STATED TASK:
Pull out every line in the records below that contains the string "disc", and copy each one unchanged.

DATASET EXCERPTS:
--- --- ---

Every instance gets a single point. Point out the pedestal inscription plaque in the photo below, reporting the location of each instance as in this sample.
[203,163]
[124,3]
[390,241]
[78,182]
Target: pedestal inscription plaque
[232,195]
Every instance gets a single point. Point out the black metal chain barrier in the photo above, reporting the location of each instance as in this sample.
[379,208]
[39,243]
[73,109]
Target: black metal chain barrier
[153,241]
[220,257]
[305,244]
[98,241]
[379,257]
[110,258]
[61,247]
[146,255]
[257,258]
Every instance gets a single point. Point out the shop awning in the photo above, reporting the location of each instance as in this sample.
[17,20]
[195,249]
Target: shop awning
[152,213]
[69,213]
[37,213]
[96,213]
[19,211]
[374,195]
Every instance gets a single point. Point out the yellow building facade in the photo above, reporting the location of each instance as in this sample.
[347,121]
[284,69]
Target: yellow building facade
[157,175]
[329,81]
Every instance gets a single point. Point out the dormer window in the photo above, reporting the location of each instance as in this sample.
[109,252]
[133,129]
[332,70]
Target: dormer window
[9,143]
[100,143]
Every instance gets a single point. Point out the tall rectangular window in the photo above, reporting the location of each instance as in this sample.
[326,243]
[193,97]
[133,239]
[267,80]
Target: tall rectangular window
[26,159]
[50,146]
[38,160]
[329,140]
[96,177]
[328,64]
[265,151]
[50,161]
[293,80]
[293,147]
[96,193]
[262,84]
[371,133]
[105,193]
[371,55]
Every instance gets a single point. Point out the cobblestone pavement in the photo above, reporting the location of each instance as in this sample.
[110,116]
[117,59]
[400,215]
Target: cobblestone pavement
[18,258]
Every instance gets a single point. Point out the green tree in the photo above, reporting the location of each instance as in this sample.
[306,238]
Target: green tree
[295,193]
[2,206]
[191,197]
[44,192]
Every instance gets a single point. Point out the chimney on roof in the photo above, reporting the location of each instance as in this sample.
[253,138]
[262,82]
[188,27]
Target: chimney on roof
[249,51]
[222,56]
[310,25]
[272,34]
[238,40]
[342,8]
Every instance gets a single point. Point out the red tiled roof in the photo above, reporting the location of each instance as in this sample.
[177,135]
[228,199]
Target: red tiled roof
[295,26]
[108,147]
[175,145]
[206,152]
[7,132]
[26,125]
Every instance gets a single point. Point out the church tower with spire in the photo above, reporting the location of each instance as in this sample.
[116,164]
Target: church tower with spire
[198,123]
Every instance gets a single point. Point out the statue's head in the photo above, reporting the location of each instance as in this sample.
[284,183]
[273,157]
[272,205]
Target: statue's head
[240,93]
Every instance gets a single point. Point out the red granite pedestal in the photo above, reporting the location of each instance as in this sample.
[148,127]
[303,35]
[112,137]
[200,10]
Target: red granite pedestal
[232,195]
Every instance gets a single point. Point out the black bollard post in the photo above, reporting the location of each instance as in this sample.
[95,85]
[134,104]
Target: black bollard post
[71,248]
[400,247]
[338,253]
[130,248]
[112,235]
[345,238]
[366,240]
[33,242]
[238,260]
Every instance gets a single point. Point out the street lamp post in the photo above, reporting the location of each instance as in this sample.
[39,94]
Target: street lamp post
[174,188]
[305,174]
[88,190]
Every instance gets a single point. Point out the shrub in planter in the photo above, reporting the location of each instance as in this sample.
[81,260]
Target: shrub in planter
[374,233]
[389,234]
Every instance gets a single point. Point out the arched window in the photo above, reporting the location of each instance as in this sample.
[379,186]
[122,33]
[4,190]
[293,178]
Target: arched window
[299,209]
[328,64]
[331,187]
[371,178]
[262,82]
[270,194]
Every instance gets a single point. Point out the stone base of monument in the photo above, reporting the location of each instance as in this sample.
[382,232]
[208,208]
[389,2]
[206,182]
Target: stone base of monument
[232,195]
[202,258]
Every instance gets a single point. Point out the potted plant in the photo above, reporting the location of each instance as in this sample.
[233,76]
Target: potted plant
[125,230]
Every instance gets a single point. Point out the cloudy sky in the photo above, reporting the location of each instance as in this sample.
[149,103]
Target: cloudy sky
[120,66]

--- --- ---

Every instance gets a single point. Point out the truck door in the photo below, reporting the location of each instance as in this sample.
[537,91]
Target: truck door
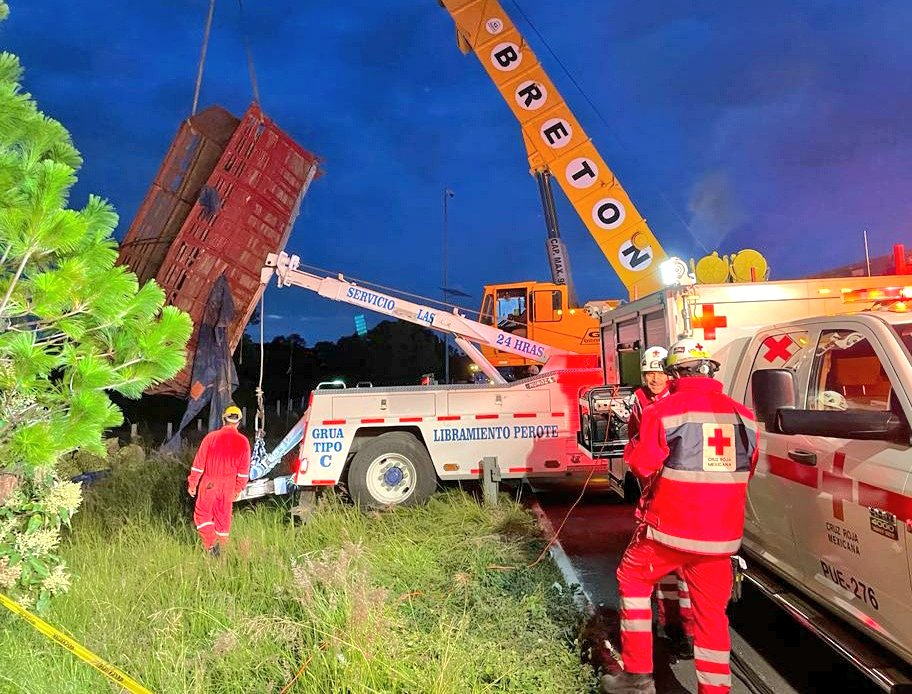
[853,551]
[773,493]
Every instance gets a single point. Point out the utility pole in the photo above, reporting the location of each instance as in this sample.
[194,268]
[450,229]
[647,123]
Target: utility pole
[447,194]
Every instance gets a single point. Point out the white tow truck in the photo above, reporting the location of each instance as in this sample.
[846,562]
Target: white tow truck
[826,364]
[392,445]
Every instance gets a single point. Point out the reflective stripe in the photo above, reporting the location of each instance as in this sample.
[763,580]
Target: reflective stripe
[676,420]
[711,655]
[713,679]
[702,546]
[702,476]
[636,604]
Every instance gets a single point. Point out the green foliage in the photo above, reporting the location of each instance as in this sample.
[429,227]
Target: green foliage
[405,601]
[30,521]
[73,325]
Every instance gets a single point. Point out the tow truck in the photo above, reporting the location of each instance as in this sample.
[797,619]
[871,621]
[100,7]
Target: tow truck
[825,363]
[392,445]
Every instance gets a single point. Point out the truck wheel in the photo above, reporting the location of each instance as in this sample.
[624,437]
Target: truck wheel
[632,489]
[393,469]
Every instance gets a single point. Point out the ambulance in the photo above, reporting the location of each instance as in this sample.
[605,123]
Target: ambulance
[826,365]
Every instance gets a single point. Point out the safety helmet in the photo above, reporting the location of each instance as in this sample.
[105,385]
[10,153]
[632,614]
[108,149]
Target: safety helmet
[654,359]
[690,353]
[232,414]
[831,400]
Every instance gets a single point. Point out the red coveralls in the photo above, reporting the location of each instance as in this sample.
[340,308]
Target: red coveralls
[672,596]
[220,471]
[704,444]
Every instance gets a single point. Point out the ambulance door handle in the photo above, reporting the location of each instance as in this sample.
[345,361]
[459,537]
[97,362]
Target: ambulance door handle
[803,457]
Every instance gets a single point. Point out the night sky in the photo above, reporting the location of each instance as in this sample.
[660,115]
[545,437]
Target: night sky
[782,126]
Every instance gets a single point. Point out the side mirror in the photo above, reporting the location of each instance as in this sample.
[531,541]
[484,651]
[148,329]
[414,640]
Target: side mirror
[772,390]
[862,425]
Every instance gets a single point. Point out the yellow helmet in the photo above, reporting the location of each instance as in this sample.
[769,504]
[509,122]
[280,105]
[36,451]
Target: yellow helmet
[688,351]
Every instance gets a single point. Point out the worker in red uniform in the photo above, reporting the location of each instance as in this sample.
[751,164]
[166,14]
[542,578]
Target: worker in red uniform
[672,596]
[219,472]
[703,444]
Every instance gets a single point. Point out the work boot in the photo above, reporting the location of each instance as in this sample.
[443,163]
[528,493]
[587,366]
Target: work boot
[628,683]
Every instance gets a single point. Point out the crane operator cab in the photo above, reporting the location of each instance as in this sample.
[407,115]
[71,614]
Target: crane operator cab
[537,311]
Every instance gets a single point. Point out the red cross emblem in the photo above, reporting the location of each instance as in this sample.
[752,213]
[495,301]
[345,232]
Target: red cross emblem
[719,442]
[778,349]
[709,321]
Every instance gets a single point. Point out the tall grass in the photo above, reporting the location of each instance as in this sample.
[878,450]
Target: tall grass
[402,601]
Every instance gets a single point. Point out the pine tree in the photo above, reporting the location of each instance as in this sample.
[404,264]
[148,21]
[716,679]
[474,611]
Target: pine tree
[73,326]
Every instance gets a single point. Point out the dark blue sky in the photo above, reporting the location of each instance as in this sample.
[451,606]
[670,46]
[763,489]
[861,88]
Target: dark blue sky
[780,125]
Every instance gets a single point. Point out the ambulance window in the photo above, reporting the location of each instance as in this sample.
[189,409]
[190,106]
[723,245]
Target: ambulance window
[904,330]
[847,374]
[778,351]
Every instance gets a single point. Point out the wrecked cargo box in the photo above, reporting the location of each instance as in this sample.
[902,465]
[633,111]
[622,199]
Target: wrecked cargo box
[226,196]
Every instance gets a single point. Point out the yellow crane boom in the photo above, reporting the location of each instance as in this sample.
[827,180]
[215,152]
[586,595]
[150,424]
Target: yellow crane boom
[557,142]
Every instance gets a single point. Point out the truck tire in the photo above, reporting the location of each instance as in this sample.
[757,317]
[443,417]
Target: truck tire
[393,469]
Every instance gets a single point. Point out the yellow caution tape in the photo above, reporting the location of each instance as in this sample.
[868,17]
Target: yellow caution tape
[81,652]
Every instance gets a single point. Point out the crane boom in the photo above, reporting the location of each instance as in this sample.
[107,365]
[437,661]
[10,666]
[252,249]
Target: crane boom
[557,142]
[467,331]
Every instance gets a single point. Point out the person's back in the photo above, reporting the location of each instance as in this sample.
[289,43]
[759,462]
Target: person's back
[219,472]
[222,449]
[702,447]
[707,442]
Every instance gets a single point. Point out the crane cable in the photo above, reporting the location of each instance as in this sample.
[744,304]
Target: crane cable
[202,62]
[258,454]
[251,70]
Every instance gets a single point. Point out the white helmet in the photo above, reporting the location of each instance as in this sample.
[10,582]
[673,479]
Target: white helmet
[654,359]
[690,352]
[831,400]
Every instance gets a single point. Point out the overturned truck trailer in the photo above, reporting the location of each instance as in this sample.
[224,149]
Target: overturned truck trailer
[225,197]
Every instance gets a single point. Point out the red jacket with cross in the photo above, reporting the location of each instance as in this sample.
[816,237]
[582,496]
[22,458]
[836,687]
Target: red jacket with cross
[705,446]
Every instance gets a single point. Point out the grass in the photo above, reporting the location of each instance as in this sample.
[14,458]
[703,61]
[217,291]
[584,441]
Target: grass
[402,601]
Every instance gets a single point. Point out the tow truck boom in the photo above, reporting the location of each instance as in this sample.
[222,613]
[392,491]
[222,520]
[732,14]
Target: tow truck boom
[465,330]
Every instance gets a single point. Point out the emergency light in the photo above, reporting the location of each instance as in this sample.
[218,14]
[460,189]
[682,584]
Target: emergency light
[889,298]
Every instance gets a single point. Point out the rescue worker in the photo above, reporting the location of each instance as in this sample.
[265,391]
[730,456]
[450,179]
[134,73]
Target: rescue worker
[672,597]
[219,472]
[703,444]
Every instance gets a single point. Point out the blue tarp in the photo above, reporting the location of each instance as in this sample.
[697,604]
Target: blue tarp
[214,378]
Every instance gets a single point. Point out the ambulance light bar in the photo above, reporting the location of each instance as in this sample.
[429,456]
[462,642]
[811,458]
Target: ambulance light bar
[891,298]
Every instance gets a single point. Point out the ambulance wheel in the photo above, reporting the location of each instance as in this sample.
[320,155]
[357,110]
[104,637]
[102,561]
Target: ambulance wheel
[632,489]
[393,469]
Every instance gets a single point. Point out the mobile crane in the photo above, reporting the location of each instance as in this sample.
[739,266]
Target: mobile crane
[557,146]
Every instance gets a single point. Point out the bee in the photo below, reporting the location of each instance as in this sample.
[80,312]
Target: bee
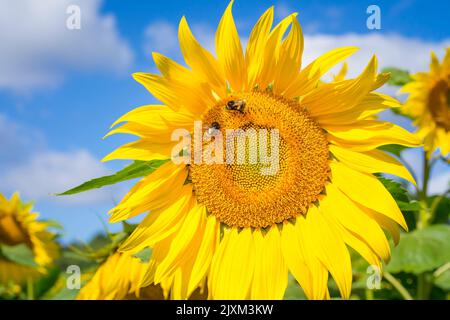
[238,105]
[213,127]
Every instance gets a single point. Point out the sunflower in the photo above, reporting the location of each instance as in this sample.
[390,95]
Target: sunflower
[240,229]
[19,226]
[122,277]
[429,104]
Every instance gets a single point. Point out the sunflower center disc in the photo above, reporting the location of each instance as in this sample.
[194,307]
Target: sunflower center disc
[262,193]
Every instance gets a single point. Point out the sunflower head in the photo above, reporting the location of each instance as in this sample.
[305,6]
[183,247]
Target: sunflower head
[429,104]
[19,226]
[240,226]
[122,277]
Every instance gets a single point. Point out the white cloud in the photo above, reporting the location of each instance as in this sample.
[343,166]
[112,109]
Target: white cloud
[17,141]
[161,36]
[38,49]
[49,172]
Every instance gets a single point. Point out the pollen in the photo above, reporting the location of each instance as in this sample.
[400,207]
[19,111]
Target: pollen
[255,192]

--- --- ---

THE RESPONSE:
Every instance gets a single point. Point out the sunflower center disc in the photo above, reporting the location of each instance as in this sample.
Target: sunflower center disc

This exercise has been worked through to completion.